=== WHAT YOU NEED TO DO ===
Extract, from the records beneath this instruction, each line that contains the word "jacket".

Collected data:
==============================
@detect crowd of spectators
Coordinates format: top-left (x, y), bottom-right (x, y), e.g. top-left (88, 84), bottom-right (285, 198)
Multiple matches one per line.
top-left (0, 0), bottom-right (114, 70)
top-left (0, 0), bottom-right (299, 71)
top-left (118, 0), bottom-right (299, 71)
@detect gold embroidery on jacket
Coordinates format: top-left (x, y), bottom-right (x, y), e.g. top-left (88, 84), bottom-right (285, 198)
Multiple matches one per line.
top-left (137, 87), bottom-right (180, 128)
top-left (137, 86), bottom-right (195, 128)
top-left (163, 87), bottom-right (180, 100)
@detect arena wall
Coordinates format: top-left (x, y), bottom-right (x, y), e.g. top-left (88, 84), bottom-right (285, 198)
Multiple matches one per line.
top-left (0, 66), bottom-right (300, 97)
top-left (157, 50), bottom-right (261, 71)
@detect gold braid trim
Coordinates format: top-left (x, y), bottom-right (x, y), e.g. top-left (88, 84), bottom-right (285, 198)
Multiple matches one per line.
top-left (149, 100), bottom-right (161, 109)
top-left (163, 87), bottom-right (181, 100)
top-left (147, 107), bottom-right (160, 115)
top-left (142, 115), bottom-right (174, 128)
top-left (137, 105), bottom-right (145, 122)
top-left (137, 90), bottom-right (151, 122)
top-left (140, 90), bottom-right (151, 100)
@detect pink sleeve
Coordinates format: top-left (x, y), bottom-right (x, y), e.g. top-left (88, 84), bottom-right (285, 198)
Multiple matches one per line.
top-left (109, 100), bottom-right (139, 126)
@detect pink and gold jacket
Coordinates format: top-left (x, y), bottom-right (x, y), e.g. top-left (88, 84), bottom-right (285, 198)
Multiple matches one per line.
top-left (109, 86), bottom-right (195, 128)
==============================
=== SOLUTION TO THIS EXERCISE ===
@detect gold embroidery on jacket
@detect pink and gold jacket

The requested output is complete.